=== EXERCISE INPUT ===
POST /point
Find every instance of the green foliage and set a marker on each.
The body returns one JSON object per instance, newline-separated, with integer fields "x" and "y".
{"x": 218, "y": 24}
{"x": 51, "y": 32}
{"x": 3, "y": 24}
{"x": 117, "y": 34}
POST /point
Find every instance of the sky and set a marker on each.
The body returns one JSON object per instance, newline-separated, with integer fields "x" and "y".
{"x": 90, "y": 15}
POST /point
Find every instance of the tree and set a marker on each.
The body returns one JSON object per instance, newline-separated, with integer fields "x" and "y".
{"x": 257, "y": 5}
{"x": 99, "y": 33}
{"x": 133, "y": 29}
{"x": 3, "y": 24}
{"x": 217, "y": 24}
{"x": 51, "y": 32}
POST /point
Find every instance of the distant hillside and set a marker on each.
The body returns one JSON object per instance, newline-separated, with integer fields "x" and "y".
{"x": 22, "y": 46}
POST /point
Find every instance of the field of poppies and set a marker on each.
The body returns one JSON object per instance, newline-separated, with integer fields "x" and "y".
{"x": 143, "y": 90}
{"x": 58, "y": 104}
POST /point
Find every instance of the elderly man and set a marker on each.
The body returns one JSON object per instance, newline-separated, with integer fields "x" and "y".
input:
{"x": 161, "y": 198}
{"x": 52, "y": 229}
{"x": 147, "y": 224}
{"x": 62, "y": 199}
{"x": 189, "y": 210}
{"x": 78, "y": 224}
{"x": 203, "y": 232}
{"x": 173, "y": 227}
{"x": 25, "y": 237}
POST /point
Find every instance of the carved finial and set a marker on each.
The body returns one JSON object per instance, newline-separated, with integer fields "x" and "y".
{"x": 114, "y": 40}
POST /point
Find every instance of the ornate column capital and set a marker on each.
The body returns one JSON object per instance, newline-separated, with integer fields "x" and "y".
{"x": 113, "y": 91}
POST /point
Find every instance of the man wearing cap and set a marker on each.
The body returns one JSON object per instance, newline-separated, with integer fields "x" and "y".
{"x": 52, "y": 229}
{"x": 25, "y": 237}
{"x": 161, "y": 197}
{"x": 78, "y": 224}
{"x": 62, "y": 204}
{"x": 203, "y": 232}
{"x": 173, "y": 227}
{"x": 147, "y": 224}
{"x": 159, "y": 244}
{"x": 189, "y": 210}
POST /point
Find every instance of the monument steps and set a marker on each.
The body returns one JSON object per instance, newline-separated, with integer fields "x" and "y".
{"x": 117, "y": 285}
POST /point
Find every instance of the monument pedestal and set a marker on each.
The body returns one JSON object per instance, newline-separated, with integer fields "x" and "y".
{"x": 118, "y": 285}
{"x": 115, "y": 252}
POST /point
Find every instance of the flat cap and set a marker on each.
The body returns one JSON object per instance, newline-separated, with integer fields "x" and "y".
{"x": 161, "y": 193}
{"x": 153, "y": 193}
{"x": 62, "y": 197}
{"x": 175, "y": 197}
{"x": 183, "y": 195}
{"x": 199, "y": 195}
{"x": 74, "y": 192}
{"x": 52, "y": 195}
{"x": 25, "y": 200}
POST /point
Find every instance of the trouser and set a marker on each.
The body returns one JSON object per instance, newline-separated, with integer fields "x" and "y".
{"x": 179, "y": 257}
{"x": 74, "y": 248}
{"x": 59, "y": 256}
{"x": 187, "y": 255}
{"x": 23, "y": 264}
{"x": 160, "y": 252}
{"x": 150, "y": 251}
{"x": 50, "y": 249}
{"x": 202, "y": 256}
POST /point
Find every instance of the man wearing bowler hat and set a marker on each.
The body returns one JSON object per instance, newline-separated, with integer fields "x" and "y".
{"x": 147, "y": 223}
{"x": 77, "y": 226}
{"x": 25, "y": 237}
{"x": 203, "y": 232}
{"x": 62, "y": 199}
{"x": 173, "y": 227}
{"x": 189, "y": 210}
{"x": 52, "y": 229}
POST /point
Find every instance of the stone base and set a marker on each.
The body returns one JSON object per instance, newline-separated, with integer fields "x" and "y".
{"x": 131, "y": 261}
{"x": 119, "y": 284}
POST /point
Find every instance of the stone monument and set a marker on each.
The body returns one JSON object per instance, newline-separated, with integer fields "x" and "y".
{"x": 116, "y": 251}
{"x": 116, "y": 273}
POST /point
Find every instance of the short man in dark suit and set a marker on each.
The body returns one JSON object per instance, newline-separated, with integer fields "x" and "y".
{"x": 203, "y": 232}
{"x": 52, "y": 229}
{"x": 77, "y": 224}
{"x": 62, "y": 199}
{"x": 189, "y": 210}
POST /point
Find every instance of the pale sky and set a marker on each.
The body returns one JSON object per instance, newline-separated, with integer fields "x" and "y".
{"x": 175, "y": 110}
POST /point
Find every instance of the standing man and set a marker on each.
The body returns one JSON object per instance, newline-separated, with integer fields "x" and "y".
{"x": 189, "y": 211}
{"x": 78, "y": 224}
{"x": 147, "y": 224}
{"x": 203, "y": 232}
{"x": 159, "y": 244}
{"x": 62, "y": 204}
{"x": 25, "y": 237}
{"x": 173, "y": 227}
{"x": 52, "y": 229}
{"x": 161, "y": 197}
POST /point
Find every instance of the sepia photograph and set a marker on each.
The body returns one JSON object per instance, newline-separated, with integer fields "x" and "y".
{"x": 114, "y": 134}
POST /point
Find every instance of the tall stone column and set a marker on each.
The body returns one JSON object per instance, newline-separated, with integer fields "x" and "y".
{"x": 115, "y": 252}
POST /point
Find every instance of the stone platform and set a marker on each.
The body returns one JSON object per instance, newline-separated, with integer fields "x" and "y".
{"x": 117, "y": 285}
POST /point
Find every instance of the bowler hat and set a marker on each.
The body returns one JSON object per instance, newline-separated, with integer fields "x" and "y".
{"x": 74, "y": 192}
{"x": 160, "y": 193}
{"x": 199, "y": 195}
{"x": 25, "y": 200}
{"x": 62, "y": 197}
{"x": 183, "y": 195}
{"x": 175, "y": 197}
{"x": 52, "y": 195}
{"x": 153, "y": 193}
===
DESCRIPTION OF THE TASK: Search the entries for the word "column" and copy every line that has it.

TASK OUTPUT:
Find every instance of the ornate column capital and set a marker on each.
Find every instance of the tall stone column and set a marker on each.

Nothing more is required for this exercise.